[[ RECORDS SHOWN open ]]

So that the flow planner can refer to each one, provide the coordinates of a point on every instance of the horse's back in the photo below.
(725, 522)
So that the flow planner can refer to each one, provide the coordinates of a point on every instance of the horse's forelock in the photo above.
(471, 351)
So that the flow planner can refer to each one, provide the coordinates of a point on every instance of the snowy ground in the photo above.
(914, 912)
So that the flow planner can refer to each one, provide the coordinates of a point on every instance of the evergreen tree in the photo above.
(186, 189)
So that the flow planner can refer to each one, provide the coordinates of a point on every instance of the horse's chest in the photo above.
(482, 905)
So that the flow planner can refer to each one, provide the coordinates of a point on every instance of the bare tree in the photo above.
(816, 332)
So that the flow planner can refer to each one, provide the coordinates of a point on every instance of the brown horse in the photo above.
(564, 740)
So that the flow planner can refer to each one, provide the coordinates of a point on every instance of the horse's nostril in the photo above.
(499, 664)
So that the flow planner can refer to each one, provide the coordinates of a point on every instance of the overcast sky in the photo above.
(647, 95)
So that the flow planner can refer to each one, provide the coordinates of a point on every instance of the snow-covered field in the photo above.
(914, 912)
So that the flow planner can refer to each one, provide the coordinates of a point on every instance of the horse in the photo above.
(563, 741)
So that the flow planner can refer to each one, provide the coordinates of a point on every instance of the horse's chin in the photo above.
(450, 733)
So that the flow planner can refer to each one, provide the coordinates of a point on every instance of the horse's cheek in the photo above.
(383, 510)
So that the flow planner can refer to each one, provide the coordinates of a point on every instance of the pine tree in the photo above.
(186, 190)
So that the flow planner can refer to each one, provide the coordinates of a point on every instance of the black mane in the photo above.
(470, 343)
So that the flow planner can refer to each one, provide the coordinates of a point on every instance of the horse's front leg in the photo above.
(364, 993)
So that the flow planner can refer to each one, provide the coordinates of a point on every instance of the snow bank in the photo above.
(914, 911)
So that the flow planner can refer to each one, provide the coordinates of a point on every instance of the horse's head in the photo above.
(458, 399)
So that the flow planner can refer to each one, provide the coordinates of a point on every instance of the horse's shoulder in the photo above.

[[ RECORDS SHOWN closed ]]

• _HOW TO COMPLETE THIS TASK_
The response has to match the records above word for word.

• _RESPONSE AREA_
So that the flow planner can refer to each one, provide the coordinates of a point on every instance of the horse's back in the photo below.
(725, 522)
So that the flow planner can refer to each one, provide the coordinates of a point on every instance of the horse's forelock in the photo above.
(471, 351)
So that the flow planner can refer to each one, provide the coordinates of a point on every instance of the snowy ground in the photo above.
(914, 912)
So that the flow planner can refer to each one, provide the coordinates of a point on every instance of the evergreen tree in the photo above.
(186, 189)
So that the flow planner can refer to each one, provide the coordinates of a point on every instance of the horse's chest in the photo above.
(482, 905)
So that the flow planner can refer to each one, provide the coordinates of a point on every instance of the bare tree in the photo above.
(816, 332)
So that the flow planner can refer to each one, provide the coordinates of a point on every instance of the brown horse in the photo above.
(564, 740)
So that the flow planner can refer to each one, provide the coordinates of a point on every instance of the horse's nostril in the photo above.
(499, 664)
So that the flow planner can refer to each one, provide the coordinates of a point on every instance of the overcast sky in the photo above.
(647, 95)
So that the flow planner can refer to each one, provide the coordinates of a point on every instance of the snow-covered field in the photo above.
(914, 912)
So that the flow planner can refer to each one, provide the coordinates of a point on every instance of the horse in the photo above.
(563, 741)
So that the flow planner can refer to each one, provide the coordinates of a point on every instance of the horse's chin in the photo above.
(450, 733)
So that the flow planner can refer to each one, provide the coordinates of a point on every instance of the horse's cheek in the photo above.
(383, 510)
So that the flow planner can refer to each one, provide the coordinates of a point on every instance of the pine tree in the photo above.
(186, 190)
So that the flow planner can refer to each one, provide the coordinates of a point on every instance of the black mane in the photo above.
(470, 343)
So that the flow planner can refer to each one, provide the coordinates of a point on every instance of the horse's front leg in the photo above.
(364, 993)
So that the flow planner can refer to each one, provide the coordinates of a point on every instance of the snow bank in the photo above.
(914, 911)
So that the flow planner can refer to each one, provide the coordinates of a point on every instance of the horse's head in the photo above.
(458, 399)
So that the flow planner can refer to each one, provide the coordinates of a point on every instance of the horse's shoulder in the photo above.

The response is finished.